[[ EXTRACT TO READ, beginning ]]
Defeat overwhelmed five-year-old Kimberly Fiock as her mother left for the doctor. It was just like every time her mother left, she would come back in pain and there was nothing she could do about it. Her mother had been receiving chemotherapy treatment for her breast cancer for about six months.
As Fiock got older, she said she learned more about what her mother went through, and the hardest part was that she felt like her hands were tied.
“I just remember feeling really helpless,” Fiock said. “Because you don’t really know what cancer is, but you know your parent is sick and you can’t do anything to help.”
Fiock didn’t have an external support system at the time. To help other children avoid that, she got involved with Kesem, an organization that runs camps across the country to offer a supportive community to children aged 6 to 16 with parents who are fighting cancer.
“I went through exactly what they’re going through, so it’s cool for me,” Fiock said. “It really connects with me in that I am these kids. I am a child of a cancer survivor.”
Kesem put up advertisements on campus to begin a new chapter at UTD. The first year of the camp will be run by neuroscience junior Kimberly Fiock and accounting sophomore Dave Gutierrez. With the help and guidance of the Regional Program Director, Ciara Lepanto, Fiock and Gutierrez said they aim to have a successful first year of camp.
[[ EXTRACT TO READ, end ]]
[[ GIVEN ENTRIES, beginning ]]
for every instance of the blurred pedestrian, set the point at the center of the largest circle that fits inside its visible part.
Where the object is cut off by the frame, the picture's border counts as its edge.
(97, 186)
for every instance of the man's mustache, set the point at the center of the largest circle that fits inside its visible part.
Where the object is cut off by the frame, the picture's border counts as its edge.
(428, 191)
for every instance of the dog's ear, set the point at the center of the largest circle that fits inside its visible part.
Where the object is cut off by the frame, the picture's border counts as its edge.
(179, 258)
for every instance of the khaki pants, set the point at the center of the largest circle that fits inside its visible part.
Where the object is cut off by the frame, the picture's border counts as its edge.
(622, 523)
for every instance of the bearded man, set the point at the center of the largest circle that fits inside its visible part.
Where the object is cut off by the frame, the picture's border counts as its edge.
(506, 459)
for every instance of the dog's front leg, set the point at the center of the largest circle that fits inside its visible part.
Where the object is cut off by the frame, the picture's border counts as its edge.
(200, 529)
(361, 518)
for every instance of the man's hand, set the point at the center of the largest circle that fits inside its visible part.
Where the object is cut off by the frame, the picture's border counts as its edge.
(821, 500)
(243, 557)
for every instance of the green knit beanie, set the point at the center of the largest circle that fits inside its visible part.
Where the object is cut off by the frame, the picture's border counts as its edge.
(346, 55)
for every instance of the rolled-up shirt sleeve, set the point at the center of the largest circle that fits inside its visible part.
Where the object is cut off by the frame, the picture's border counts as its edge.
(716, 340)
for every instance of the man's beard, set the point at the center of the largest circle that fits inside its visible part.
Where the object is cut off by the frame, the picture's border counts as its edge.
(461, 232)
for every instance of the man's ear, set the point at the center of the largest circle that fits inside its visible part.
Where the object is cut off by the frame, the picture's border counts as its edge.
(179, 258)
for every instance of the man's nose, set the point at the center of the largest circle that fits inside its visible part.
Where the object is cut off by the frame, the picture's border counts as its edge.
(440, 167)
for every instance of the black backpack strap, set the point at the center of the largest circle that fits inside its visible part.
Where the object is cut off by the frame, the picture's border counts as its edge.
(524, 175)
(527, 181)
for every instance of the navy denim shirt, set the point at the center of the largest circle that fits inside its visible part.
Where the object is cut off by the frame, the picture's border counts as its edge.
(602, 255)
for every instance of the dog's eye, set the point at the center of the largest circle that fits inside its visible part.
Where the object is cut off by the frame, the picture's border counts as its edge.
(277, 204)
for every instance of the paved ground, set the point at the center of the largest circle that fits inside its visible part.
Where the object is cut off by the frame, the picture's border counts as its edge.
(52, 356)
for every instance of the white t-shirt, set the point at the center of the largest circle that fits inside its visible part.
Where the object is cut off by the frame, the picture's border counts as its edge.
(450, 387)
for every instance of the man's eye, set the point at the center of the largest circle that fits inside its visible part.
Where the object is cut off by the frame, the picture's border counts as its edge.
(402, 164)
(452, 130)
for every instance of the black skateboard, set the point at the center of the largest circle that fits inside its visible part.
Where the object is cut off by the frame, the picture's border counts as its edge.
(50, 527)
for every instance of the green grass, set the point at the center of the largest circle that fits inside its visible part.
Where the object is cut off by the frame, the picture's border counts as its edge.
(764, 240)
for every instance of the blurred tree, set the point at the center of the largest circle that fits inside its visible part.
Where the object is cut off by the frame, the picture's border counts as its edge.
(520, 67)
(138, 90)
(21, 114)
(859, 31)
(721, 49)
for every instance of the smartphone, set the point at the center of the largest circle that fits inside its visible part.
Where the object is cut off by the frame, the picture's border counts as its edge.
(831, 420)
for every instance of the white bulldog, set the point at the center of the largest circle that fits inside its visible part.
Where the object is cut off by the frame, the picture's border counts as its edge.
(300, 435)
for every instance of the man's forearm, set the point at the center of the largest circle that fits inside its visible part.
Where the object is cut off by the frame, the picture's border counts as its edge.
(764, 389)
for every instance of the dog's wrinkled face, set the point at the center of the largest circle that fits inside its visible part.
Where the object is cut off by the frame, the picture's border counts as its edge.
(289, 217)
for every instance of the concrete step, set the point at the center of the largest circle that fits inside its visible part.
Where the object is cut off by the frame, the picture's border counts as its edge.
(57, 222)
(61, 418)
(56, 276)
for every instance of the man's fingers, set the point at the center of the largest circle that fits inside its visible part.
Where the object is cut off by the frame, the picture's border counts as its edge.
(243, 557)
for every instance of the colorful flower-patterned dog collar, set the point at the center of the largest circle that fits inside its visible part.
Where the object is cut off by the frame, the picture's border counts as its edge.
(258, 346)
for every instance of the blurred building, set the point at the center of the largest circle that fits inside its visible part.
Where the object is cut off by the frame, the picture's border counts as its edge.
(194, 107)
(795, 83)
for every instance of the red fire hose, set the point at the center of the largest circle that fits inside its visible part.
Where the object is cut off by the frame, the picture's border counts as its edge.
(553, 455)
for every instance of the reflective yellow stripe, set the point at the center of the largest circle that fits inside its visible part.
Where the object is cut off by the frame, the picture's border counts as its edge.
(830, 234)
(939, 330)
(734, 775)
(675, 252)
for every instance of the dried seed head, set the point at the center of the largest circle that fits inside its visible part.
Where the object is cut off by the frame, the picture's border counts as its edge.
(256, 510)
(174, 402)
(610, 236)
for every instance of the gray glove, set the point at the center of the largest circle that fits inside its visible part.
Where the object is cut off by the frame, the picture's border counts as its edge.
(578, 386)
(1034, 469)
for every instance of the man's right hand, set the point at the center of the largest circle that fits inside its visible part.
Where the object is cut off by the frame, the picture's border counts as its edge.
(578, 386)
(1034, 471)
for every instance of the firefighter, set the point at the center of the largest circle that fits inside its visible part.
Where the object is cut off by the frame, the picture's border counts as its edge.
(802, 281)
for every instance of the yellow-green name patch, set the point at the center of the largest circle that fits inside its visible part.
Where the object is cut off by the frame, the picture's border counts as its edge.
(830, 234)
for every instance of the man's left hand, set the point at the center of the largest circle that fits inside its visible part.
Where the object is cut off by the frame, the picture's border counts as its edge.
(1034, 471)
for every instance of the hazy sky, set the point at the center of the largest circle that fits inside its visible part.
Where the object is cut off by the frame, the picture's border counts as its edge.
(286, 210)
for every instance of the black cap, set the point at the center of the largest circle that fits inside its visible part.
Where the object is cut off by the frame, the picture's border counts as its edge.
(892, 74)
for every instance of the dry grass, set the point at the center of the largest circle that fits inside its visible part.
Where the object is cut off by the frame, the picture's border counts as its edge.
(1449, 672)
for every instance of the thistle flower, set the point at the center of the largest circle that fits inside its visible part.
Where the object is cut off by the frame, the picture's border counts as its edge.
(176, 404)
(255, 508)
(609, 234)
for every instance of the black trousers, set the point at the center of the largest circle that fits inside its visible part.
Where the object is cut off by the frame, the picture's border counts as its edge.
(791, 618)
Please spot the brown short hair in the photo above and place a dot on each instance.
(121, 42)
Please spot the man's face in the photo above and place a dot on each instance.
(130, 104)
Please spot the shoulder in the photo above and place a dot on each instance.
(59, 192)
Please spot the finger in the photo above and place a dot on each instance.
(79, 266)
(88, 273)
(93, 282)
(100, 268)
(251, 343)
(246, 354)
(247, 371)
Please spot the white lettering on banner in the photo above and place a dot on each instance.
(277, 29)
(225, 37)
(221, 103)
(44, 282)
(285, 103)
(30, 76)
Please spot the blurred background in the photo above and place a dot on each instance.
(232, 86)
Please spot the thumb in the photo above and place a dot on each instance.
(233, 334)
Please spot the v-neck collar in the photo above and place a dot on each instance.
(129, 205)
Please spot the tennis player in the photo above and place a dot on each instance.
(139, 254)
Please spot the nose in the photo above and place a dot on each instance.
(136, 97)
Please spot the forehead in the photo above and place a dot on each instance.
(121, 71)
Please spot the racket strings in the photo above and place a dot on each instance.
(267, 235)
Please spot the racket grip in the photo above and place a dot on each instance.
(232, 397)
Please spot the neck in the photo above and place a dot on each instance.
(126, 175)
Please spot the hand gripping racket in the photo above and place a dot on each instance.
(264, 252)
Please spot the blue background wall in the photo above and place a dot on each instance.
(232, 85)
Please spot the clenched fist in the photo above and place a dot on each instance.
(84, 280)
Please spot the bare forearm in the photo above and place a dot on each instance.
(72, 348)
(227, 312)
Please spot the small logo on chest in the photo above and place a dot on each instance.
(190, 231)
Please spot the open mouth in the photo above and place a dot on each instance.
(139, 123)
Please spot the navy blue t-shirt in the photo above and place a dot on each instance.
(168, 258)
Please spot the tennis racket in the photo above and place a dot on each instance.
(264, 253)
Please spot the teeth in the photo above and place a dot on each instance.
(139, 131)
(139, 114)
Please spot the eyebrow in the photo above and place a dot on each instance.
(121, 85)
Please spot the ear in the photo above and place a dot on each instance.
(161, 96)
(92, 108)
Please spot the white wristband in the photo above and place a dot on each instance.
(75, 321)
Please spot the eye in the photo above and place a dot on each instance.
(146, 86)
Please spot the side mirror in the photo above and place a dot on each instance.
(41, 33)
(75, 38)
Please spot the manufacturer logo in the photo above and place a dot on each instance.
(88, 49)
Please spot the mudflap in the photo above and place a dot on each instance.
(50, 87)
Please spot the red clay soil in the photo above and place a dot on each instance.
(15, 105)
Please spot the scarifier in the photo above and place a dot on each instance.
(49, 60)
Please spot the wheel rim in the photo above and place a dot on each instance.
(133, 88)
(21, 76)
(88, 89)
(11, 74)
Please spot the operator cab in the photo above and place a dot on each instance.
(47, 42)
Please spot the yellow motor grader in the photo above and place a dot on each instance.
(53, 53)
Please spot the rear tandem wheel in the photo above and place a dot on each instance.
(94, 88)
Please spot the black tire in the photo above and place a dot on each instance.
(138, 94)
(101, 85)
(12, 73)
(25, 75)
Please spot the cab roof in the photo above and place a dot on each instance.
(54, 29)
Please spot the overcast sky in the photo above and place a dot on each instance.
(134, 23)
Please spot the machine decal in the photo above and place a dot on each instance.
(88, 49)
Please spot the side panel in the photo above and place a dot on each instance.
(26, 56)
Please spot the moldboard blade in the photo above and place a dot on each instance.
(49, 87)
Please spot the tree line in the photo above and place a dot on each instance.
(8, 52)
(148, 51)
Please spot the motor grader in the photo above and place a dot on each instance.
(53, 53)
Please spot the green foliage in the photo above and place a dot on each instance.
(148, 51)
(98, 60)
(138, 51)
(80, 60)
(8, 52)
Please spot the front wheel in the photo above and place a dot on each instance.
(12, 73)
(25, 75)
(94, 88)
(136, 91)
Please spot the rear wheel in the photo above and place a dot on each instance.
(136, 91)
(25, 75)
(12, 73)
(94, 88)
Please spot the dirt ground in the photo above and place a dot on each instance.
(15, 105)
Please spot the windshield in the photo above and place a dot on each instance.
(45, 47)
[[ GIVEN ENTRIES, end ]]
--- ASSIGNED TASK A ---
Answer these questions from the article about Kimberly Fiock and Kesem:
(i) How long had Fiock's mother been receiving chemotherapy for her breast cancer?
(ii) What age range of children do the Kesem camps serve?
(iii) Who is the Regional Program Director guiding the new chapter?
--- ASSIGNED TASK B ---
Write the next part of the article about Kimberly Fiock and Kesem, starting after its last sentence.
Nothing here draws on the records.

--- REPLY A ---
(i) About six months.
(ii) Children aged 6 to 16.
(iii) Ciara Lepanto.

--- REPLY B ---
“Camp Kesem is a nationwide community driven by passionate college student leaders that support children through and beyond their parent’s cancer,” Lepanto said. “Our mission is to support children … with innovative, fun-filled programs that foster a lasting community.”
Fiock said she first became interested in the camp after seeing a flyer advertising the opportunity for a new chapter of Kesem at UTD. After contacting the program, she learned of the director position and quickly applied.
“It’s like an escape for kids,” Fiock said. “For a week they get to just be kids and they don’t have to think about their parents being sick or their responsibilities at home or anything like that.”
Gutierrez said that his involvement in Kesem came from a love for summer camps and the service that Kesem provides is an added plus.
“I love being able to work towards a goal that is much greater than myself,” Gutierrez said. “What Camp Kesem stands for is something truly great. The better good of others is something I will always fight for, and getting involved in Kesem was one of the easiest decisions I’ve made.”
Throughout the establishment of the UTD chapter, Fiock and Gutierrez said Lepanto has been there to guide and ensure the success of the new chapter, matching that of other established chapters.
“As a program director, my number one goal is for my chapters to put on an amazing camp that serves as many campers as possible while ensuring that they are all safe, respected and loved,” Lepanto said. “If we can make that happen this summer, I will be a happy camper.”
Even though the actual camp will not be held until the summer of 2017, Fiock has already begun planning activities and interviewing people for positions. The chapter needs a year of preparation and training before the camp can be held.
“It will be a year-long commitment, it will be both semesters, and then the camp runs for a week in the summer following,” Fiock said.
Despite it being the inaugural year of the program, Fiock said she has high hopes for Kesem’s success in the UTD community. She already has activities planned for the camp such as arts and crafts, water activities, sports and camp songs.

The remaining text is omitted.